- **Your objective**
Return every line of the data below that includes the string "plate".

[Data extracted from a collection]

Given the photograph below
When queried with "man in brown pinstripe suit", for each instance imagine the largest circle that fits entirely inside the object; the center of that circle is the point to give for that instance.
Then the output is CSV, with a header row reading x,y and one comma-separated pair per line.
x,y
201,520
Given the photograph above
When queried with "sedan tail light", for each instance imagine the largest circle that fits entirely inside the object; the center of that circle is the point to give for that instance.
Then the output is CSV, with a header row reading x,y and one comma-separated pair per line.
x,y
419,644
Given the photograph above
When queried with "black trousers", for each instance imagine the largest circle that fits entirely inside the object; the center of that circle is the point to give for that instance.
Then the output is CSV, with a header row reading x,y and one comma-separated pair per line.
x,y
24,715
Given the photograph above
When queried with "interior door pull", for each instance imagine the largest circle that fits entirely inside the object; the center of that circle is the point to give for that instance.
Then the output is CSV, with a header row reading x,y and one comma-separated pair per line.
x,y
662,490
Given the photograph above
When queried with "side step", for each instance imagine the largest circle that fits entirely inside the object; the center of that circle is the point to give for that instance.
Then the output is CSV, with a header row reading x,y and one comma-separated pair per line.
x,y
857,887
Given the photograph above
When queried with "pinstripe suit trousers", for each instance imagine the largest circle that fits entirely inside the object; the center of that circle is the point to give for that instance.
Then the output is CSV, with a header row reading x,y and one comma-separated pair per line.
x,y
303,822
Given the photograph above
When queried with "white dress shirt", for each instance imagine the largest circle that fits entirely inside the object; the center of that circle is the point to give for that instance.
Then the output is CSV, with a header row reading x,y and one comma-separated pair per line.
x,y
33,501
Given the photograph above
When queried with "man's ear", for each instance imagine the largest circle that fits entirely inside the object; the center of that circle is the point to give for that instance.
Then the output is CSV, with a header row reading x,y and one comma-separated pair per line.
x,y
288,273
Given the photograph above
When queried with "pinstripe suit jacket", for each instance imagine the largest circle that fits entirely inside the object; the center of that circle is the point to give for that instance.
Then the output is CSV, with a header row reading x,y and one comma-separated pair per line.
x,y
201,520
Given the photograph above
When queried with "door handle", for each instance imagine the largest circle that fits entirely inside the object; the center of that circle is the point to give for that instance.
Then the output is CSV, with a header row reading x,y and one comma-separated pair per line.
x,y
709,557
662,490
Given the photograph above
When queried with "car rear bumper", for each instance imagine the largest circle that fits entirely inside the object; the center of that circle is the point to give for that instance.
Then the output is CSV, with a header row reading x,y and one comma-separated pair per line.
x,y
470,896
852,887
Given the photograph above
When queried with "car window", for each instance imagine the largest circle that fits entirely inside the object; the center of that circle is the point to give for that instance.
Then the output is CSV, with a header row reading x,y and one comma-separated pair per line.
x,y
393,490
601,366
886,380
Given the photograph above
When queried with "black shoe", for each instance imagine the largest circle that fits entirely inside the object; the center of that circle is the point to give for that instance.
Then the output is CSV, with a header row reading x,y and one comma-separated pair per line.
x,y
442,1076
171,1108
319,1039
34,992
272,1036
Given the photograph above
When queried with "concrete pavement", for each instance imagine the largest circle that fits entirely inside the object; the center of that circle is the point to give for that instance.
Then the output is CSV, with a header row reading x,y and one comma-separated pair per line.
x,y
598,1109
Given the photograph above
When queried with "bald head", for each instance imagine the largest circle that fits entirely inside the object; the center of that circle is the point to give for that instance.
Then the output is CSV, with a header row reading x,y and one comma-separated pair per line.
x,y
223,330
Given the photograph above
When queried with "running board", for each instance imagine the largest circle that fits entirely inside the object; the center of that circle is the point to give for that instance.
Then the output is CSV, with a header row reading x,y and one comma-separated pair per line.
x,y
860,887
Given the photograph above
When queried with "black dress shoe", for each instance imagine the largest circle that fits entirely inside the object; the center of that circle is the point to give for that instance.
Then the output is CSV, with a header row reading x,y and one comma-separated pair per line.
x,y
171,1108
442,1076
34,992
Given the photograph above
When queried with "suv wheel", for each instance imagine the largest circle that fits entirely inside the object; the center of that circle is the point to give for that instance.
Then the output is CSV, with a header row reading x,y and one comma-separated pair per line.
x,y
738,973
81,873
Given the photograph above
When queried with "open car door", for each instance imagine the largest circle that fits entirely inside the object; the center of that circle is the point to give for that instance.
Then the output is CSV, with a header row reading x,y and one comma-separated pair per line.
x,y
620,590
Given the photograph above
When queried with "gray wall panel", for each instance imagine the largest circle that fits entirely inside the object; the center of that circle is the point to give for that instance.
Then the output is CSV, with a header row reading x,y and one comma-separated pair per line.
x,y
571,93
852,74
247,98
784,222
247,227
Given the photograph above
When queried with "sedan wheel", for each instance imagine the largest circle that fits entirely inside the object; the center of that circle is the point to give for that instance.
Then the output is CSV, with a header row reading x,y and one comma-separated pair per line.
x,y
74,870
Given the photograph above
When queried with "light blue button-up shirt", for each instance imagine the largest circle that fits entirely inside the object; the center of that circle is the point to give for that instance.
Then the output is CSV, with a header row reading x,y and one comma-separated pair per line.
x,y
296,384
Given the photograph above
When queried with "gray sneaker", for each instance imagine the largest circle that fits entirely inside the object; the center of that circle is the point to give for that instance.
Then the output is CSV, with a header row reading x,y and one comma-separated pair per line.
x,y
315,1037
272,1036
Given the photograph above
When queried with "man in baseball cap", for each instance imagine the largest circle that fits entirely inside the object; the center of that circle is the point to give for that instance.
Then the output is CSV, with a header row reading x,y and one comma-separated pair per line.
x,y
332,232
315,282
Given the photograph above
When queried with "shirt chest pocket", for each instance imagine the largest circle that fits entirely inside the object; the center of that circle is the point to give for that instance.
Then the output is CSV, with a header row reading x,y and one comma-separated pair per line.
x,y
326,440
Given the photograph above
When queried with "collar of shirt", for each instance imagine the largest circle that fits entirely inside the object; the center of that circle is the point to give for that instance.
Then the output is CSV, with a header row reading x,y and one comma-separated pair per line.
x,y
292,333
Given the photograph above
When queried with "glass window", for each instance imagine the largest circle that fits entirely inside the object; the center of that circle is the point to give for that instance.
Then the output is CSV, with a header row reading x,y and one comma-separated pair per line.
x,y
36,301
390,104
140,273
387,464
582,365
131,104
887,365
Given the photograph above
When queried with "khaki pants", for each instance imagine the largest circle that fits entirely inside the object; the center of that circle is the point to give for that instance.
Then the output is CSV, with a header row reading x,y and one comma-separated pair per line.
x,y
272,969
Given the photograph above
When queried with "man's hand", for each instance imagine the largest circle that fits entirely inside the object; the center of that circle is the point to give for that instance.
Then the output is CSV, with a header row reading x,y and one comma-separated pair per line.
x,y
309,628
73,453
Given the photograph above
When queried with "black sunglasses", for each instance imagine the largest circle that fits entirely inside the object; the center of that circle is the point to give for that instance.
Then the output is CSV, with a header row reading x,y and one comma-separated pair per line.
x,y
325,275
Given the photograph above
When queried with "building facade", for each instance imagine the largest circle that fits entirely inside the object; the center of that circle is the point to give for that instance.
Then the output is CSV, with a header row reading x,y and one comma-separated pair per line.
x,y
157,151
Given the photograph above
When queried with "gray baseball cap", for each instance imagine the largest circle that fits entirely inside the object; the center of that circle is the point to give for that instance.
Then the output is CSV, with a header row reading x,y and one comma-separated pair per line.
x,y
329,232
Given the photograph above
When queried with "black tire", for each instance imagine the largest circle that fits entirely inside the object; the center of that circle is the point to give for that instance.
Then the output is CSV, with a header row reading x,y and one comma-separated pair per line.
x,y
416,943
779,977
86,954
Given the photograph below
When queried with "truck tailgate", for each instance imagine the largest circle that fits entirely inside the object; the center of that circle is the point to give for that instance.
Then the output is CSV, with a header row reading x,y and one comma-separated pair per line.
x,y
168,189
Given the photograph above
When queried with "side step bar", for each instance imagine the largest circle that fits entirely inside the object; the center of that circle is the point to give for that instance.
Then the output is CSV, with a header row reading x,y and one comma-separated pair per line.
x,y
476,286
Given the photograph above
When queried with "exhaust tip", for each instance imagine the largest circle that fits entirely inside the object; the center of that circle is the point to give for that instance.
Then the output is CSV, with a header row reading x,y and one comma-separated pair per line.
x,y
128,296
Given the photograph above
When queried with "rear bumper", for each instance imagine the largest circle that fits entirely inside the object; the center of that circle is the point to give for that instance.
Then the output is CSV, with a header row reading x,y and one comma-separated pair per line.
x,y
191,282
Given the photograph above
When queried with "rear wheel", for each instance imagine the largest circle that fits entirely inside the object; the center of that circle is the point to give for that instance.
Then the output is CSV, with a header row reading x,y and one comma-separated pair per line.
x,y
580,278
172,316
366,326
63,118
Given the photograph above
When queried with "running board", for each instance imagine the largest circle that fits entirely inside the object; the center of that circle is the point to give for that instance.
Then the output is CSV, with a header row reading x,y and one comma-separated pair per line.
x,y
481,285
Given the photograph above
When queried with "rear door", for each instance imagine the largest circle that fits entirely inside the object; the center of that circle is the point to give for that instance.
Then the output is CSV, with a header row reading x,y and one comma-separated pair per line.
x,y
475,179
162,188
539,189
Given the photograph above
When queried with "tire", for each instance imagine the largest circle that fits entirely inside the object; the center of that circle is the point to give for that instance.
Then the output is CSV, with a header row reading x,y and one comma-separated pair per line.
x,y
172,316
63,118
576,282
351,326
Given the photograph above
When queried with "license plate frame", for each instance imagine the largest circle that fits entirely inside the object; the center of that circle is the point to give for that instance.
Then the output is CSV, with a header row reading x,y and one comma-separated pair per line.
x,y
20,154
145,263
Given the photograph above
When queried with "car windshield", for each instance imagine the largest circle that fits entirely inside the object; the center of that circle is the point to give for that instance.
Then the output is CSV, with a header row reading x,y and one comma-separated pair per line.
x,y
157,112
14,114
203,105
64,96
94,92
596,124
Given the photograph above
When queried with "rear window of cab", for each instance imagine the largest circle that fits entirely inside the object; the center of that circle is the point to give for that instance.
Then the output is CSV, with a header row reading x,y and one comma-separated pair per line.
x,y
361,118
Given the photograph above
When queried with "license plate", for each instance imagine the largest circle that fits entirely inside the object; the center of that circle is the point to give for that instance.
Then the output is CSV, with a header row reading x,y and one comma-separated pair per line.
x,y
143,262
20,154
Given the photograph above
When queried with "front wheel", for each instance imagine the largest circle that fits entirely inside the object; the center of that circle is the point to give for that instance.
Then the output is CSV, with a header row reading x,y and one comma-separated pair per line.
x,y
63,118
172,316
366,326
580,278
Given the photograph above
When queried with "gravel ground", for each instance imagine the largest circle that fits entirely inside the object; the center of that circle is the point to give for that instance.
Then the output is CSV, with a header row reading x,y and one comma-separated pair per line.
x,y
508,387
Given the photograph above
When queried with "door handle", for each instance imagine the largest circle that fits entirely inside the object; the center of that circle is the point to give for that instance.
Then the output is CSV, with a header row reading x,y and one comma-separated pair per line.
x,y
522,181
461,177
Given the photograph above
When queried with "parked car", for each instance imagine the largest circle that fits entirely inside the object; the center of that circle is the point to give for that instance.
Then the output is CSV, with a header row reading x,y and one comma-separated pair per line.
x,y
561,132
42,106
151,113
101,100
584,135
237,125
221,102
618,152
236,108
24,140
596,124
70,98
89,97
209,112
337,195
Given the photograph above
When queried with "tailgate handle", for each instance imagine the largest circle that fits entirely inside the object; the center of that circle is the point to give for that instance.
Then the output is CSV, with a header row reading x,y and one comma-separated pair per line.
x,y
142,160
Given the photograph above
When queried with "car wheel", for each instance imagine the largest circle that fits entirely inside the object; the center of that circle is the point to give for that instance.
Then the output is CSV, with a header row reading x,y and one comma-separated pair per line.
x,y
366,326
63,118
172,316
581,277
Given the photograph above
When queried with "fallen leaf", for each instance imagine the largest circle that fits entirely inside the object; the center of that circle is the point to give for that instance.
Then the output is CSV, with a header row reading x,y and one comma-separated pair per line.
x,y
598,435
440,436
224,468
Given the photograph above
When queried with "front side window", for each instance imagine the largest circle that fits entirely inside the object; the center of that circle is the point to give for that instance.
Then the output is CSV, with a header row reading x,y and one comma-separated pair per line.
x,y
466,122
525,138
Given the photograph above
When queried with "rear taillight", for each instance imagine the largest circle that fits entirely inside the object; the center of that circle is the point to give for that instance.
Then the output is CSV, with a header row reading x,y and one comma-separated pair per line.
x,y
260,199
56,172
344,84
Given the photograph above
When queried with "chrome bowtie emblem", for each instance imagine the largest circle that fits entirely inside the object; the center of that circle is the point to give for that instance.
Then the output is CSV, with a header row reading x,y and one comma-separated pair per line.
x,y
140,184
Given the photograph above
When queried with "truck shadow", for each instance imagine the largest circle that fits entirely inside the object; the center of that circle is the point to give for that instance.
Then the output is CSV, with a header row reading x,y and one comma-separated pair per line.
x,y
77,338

- **Answer box**
When queried with "license plate frame", for each instance imagine the largest circle that fits entirely inside the object; the center of that circle is the point to give for that instance.
When queried with "license plate", for each instance imagine the largest circle that fits entirely inside the object; the center of that circle is the point to give for that instance.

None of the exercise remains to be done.